**Challenge 1**
Rewrite the paragraph in the forum thread below that begins "I was privileged to see his final diatribe" as a short bulleted list that keeps its main facts.

**Passage to read**

========================================

# Turning on e-rep in off topic



## Desecrated (Sep 1, 2008)

Now when the 100k thread is gone, can't we turn on the e-rep function in the off-topic section, with so much happening in the mccain debate there is a shitload of funny posts that needs to be rep'ed.


----------



## The Dark Wolf (Sep 1, 2008)

Yeah... ah, I don't think that's gonna happen.


----------



## Chris (Sep 1, 2008)




----------



## Desecrated (Sep 1, 2008)

hahahaha, nice pictures.


----------



## Josh Lawson (Sep 6, 2008)

tytiiiore said:


> banned spammer.


What the fuck is wrong with this A-hole?


----------



## Shannon (Sep 6, 2008)

Josh Lawson said:


> What the fuck is wrong with this A-hole?



No worries. He has felt my wrath.


----------



## Scott (Sep 6, 2008)

What happened to Desecrated?


----------



## Lee (Sep 6, 2008)

Scott said:


> What happened to Desecrated?



I was wondering the same


----------



## Scott (Sep 6, 2008)

I don't care what _you_ were wondering!


----------



## Lee (Sep 6, 2008)

Scott said:


> I don't care what _you_ were wondering!



Yeah, well screw you!


----------



## Shannon (Sep 6, 2008)

Desecrate was bad & he left. Account soon deleted. RIP.


----------



## Josh Lawson (Sep 6, 2008)

Scott said:


> What happened to Desecrated?


I was privileged to see his final diatribe. He posted a rant that was VERY DEROGATORY to Chris and the rest of the Mod Squad. The rant lasted all of about 4 minutes. I'd link to it, but the rant is gone so there is no point. This is what it was replaced with. It was kind of amazing....amazingly stupid. I liked Desecrated very much, but he fucked up something real proper. At least he went in a major blaze of glory.


----------



## Scott (Sep 6, 2008)

Damnit. Wish I would have TeVo'd that..


----------



## Josh Lawson (Sep 6, 2008)

Scott said:


> Damnit. Wish I would have TeVo'd that..


It really was incredible, I couldn't believe my eyes!


----------



## Josh Lawson (Sep 6, 2008)

http://www.sevenstring.org/forum/off-topic/66424-mod-team-cowards-assholes.html

The title of the thread would be enough, but there was more BELIEVE ME!!!!


----------



## Shannon (Sep 6, 2008)

Ok guys, returning to the e-rep at hand....


----------



## Josh Lawson (Sep 6, 2008)

Shannon said:


> Ok guys, returning to the e-rep at hand....


So what do you guys think about auto-signing all e-reps, neg. and pos.?

========================================

Excerpts from a detection dataset:
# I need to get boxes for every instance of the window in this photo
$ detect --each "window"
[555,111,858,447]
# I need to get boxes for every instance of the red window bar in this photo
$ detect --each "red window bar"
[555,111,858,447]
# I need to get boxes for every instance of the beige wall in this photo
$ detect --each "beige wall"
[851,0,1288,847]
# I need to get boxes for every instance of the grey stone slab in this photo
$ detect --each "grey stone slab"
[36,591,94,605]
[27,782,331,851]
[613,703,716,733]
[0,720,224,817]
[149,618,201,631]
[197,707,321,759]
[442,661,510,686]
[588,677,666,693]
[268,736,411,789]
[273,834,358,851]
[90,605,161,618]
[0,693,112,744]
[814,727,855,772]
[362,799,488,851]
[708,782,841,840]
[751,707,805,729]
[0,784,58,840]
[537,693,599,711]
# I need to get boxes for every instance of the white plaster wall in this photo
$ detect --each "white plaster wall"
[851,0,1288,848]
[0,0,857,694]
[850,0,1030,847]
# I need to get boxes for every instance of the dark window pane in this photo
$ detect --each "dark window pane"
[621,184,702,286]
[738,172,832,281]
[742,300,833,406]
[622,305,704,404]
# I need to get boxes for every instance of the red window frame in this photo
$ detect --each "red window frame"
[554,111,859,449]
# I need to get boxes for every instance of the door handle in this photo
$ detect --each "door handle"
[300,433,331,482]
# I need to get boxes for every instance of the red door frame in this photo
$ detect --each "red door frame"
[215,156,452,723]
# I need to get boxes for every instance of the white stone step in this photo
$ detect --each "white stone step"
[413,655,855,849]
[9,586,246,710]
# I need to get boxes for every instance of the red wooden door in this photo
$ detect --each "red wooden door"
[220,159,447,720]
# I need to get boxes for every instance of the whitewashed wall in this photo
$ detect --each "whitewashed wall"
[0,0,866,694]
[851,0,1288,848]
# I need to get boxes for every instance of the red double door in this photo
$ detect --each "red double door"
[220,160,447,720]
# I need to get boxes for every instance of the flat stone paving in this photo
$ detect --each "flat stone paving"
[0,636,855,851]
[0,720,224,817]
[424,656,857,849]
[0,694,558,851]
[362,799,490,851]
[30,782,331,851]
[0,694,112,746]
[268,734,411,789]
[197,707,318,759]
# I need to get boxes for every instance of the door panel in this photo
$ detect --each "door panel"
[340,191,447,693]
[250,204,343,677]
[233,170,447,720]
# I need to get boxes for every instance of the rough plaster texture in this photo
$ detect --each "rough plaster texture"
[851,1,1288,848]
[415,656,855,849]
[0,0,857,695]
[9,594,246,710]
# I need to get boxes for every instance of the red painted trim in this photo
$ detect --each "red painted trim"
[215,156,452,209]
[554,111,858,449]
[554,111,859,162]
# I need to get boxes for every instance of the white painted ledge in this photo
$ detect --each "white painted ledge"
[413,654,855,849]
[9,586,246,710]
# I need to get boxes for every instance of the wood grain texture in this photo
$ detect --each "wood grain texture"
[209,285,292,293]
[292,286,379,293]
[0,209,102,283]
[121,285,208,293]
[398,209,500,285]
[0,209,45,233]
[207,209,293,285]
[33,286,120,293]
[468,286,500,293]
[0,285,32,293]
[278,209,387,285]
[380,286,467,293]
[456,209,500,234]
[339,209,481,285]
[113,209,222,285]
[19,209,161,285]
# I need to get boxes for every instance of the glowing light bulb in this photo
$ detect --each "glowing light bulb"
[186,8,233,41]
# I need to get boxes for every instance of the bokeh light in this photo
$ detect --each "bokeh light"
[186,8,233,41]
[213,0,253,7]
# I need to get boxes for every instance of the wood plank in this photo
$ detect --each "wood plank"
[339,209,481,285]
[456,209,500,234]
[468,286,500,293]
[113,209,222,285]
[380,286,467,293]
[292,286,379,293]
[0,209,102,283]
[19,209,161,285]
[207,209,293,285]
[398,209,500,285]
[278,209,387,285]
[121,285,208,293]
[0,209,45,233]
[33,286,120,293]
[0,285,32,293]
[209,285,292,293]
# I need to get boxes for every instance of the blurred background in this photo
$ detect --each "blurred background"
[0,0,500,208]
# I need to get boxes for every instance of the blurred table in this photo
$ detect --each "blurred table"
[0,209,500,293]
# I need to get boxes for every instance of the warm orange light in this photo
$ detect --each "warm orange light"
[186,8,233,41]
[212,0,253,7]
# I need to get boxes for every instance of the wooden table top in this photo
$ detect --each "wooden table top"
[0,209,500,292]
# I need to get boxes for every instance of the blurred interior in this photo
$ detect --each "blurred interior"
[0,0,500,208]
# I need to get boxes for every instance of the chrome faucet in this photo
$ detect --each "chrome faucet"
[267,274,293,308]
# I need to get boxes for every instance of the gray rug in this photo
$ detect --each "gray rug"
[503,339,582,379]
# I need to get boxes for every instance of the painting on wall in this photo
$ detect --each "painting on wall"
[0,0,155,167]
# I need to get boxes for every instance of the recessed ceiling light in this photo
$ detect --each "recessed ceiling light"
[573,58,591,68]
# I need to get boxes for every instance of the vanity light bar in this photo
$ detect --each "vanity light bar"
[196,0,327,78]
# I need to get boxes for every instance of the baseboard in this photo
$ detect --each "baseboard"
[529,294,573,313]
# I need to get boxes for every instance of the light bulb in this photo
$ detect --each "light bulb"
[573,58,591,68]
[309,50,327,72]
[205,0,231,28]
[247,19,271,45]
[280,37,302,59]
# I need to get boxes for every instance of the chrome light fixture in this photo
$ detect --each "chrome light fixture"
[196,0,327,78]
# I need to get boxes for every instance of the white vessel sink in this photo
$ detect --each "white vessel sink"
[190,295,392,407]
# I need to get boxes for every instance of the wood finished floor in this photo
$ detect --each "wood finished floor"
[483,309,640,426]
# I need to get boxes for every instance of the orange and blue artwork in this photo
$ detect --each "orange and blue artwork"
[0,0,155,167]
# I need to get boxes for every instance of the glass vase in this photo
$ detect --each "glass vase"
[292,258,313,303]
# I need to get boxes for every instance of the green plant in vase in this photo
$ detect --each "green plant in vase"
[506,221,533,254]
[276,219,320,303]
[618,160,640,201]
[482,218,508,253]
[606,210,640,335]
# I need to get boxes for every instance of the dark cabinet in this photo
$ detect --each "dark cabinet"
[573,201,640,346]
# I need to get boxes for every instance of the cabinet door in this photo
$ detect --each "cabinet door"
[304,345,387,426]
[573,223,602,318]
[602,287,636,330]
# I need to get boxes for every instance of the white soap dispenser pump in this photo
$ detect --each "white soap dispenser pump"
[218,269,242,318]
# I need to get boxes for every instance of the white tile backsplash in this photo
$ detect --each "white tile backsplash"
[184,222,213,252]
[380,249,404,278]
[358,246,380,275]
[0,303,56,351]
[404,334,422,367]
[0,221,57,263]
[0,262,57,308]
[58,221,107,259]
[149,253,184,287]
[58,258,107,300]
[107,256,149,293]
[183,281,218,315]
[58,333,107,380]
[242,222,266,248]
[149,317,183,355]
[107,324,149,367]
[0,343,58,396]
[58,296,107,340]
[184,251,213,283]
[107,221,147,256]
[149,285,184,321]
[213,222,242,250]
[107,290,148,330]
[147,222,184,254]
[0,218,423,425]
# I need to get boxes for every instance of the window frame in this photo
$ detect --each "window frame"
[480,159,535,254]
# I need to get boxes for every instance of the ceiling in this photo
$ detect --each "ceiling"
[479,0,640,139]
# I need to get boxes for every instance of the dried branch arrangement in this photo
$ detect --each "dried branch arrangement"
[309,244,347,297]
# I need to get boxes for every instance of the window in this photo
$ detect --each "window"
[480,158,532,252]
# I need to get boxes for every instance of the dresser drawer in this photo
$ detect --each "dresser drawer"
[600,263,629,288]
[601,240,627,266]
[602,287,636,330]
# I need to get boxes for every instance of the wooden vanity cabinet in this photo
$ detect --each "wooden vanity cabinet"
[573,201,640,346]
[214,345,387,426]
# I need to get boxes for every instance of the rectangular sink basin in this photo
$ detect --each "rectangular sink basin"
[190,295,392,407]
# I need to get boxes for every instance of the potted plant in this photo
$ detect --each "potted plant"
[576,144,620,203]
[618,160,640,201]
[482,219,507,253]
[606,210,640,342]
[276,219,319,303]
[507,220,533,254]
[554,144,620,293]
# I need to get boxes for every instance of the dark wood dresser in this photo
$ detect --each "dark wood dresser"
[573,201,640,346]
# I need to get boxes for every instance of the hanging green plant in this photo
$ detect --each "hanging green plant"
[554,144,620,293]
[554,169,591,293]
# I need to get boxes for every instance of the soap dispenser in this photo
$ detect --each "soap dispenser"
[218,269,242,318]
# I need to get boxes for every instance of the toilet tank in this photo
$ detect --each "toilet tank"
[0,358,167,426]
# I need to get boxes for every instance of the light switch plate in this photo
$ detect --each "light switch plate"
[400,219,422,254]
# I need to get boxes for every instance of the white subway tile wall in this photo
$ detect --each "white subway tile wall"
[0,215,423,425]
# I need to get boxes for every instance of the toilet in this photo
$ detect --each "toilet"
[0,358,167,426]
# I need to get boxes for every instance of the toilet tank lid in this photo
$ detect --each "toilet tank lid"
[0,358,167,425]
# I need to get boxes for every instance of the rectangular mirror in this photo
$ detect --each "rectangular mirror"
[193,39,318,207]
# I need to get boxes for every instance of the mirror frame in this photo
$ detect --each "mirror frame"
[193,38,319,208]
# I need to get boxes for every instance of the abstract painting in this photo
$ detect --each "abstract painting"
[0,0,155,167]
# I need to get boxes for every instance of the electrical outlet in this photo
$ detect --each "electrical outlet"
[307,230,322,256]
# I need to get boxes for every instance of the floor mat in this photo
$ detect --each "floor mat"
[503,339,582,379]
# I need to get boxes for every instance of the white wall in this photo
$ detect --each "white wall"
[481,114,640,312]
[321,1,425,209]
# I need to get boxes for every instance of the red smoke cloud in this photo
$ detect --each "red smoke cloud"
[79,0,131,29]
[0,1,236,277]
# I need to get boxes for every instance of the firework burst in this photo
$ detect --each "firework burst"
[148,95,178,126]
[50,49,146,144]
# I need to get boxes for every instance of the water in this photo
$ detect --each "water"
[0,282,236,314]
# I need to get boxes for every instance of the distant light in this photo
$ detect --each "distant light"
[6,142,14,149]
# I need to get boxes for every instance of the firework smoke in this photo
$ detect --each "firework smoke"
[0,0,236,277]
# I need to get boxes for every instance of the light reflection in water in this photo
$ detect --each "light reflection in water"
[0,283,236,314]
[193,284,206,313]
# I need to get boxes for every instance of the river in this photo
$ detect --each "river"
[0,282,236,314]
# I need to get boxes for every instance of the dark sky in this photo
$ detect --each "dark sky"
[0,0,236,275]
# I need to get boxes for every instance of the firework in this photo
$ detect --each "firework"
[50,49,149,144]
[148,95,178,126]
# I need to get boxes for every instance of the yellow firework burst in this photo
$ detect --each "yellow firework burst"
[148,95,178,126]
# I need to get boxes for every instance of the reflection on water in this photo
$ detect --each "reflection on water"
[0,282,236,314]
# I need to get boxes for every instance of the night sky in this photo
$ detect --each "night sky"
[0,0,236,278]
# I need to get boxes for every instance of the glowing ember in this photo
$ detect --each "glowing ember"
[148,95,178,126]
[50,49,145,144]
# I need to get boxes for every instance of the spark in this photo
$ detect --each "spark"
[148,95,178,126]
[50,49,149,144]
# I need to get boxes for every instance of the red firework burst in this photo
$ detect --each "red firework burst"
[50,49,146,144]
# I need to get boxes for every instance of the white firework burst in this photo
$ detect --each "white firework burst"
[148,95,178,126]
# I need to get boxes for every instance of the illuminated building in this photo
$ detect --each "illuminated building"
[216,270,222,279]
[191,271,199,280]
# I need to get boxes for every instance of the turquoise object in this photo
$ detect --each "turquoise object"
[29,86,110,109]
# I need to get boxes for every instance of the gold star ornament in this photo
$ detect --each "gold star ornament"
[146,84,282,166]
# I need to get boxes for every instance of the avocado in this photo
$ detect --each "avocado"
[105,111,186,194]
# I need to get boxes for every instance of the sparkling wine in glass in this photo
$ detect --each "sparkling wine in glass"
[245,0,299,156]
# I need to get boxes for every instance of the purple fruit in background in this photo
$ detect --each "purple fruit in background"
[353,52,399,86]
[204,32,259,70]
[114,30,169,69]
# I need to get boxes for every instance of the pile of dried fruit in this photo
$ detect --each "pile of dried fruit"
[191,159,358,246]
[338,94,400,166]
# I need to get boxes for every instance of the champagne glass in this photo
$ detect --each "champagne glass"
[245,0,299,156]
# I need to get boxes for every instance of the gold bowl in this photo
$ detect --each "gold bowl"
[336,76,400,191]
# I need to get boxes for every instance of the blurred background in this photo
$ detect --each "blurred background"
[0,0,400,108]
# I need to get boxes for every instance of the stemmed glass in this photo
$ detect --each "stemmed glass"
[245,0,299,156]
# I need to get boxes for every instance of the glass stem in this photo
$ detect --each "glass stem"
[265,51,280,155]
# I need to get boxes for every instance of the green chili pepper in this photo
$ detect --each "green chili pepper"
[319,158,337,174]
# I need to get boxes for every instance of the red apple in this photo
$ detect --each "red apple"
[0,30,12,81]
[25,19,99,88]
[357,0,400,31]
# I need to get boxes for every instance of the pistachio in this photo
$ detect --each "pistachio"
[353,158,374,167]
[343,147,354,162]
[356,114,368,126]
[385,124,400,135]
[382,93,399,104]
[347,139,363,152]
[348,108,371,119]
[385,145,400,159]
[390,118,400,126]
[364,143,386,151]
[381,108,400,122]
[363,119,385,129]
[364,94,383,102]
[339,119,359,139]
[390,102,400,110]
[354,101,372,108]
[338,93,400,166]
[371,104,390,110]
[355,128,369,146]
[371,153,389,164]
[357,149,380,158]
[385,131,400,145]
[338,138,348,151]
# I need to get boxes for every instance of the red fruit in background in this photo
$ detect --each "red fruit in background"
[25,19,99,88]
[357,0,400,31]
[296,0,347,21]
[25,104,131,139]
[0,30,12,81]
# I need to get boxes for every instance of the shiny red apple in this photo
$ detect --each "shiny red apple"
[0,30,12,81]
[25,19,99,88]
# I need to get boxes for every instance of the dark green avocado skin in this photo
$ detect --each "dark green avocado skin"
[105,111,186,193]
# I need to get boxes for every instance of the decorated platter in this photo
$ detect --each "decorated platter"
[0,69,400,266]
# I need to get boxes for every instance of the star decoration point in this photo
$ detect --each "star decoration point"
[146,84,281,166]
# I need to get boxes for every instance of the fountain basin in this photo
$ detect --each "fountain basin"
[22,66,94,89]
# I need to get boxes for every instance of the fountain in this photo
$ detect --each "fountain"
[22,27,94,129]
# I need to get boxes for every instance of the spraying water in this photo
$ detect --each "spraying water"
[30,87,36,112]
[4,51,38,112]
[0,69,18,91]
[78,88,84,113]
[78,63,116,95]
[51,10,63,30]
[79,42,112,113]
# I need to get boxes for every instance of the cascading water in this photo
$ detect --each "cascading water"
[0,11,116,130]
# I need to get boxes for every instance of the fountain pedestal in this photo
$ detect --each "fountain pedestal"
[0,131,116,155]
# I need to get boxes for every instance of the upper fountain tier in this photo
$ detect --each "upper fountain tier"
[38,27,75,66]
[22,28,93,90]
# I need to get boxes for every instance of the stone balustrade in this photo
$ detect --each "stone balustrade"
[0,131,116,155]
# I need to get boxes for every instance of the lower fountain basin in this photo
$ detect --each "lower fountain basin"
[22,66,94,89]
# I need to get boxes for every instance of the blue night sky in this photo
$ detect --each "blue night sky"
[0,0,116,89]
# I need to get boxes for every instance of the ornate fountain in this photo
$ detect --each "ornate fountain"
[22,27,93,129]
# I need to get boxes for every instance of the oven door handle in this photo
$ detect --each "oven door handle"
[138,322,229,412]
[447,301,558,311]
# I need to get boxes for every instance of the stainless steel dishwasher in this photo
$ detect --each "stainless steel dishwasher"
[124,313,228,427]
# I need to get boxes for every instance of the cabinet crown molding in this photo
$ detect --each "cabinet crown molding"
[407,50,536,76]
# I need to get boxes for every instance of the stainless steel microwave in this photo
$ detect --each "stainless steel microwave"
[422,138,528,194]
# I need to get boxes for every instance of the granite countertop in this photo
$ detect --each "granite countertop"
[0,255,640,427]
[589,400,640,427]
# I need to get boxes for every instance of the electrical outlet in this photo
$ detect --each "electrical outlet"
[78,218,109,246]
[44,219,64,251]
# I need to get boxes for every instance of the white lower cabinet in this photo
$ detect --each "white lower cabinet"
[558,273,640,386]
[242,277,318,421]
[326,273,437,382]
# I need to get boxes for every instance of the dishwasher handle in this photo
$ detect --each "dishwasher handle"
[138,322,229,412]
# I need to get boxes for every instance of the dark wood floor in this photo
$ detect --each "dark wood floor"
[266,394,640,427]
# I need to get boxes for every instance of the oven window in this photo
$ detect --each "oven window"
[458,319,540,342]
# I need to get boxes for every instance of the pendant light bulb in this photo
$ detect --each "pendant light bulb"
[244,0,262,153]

========================================

**Challenge 2**
Please report how many lines of the listing above contain the string "bokeh", with case counting. Give only the number.

**Problem solution 1**
- The poster saw Desecrated's final diatribe, a rant that was very derogatory to Chris and the rest of the Mod Squad.
- The rant was up for only about four minutes.
- It has since been removed, so linking to it is pointless.
- The poster liked Desecrated very much but says he messed up badly.
- He at least went out in a major blaze of glory.

**Problem solution 2**
2